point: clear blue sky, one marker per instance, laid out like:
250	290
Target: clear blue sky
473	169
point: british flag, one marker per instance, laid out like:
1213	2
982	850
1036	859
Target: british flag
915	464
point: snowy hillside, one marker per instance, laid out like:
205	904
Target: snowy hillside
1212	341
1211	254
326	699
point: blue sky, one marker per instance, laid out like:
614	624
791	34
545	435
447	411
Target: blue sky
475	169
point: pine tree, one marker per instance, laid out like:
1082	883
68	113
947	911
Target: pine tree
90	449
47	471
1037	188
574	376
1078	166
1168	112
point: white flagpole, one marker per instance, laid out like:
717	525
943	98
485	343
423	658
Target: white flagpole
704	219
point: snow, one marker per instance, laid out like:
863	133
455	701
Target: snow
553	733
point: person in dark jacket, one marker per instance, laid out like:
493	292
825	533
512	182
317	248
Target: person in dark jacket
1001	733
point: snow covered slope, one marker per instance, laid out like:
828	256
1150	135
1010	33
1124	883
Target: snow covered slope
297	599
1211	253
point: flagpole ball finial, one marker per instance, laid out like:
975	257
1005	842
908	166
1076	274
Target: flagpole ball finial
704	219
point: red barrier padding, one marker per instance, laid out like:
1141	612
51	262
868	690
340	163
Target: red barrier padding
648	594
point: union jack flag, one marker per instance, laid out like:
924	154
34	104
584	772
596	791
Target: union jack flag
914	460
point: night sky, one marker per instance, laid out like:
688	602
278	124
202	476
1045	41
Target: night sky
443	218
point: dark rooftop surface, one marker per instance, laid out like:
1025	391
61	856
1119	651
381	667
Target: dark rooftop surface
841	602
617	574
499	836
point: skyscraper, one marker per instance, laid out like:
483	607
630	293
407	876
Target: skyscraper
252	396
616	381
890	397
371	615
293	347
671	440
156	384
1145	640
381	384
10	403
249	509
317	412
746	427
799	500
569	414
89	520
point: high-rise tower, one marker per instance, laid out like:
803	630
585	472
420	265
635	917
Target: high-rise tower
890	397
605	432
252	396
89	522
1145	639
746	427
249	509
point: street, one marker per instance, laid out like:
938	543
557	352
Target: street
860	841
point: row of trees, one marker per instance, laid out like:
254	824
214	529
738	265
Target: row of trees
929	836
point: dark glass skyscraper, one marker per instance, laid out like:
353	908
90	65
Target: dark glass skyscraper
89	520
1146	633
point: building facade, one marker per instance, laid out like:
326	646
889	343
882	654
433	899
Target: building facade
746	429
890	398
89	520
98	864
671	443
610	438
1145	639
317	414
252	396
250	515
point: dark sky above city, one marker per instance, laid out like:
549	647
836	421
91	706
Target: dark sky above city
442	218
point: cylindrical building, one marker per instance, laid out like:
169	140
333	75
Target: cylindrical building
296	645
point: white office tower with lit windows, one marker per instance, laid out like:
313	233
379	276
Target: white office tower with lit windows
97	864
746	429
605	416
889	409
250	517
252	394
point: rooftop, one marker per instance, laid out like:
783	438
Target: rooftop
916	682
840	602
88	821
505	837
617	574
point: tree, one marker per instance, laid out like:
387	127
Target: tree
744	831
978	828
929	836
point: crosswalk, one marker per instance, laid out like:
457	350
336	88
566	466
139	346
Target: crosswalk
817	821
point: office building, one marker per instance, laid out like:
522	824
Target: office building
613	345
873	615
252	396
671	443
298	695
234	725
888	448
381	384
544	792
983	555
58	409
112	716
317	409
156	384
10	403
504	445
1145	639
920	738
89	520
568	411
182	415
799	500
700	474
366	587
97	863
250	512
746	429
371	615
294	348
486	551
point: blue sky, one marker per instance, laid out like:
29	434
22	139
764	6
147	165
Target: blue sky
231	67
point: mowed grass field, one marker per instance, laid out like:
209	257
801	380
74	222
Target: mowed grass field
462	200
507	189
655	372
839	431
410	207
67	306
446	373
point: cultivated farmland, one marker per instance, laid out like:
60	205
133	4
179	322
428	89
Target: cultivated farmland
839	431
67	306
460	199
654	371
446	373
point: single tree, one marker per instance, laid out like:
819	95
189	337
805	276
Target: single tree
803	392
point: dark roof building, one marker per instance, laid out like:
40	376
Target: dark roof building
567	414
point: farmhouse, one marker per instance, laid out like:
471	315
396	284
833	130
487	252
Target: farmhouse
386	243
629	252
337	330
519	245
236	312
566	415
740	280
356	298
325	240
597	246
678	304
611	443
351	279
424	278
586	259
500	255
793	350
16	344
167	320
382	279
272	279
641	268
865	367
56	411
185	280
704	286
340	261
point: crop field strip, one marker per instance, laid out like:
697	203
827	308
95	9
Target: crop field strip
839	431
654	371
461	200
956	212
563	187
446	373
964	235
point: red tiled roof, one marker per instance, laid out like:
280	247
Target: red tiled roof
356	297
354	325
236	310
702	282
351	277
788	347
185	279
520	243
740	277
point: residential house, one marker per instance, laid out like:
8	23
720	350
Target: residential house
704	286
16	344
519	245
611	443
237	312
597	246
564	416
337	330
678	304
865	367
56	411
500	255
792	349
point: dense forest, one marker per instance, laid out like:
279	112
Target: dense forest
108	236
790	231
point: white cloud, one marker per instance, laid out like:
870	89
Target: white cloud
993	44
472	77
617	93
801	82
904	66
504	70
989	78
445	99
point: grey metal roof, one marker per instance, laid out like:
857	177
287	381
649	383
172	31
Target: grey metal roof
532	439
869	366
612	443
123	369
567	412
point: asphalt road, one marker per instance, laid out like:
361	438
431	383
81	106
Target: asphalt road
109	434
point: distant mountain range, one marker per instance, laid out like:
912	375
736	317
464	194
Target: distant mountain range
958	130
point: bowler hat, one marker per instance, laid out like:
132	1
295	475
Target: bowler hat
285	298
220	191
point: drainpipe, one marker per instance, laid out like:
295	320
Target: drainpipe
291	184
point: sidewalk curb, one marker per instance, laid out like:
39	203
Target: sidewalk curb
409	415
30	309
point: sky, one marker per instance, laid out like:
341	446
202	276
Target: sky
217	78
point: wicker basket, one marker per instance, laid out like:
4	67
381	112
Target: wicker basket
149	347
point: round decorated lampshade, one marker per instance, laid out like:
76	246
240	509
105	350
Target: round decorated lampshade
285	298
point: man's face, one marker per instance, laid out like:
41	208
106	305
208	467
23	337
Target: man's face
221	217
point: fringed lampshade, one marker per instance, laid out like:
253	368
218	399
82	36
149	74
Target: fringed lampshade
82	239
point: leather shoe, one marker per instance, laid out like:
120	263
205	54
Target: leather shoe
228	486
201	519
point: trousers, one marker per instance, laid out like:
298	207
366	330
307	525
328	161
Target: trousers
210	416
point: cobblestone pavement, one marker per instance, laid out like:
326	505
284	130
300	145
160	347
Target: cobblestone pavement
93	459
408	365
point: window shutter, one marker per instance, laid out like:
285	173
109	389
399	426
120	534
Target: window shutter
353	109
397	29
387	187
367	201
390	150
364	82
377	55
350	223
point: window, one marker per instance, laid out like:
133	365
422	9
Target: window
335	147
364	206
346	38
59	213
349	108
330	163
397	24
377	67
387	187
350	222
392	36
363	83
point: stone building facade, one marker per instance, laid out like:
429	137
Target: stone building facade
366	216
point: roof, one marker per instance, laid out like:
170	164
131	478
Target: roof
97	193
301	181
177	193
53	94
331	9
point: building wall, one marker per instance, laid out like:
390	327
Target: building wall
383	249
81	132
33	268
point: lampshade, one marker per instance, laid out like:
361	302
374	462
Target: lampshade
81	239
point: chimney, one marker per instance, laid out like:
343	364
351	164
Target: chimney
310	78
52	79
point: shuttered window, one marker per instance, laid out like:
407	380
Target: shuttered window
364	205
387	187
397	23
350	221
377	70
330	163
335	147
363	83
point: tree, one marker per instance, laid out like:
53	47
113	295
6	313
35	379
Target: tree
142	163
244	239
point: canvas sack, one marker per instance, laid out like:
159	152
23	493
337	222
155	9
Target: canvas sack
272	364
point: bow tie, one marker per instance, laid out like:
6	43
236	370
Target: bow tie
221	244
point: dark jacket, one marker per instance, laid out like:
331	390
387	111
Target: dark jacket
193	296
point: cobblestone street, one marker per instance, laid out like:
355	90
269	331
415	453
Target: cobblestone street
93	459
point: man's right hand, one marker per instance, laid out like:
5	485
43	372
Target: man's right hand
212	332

※ ※ ※

Could you write out exactly the lines above, starting at the first one and ending with the line that has "point: flagpole ball"?

point: clear blue sky, one marker per instance, laid out like:
250	290
Target: clear blue sky
473	169
point: british flag, one marker per instance, laid out like:
1213	2
982	850
1036	859
Target: british flag
915	464
point: snowy hillside, one marker per instance, laid out like:
205	904
Target: snowy hillside
1212	341
1211	254
326	699
point: blue sky, one marker per instance, laid out like:
614	624
791	34
545	435
447	411
Target: blue sky
475	169
point: pine tree, one marker per instance, laid out like:
1082	883
68	113
947	911
Target: pine tree
90	449
47	471
1037	188
574	376
1078	166
1168	112
point: white flagpole, one marker per instance, laid out like:
717	525
943	98
485	343
423	658
Target: white flagpole
704	219
point: snow, one marker per instance, laid out like:
863	133
455	701
Target: snow
553	733
point: person in dark jacket, one marker per instance, laid out like:
493	292
825	533
512	182
317	248
Target: person in dark jacket
1001	733
point: snow covered slope, one marker per instance, laid out like:
828	256
1150	135
1010	33
1124	883
Target: snow covered slope
297	599
1211	253
point: flagpole ball finial, one marker per instance, laid out like:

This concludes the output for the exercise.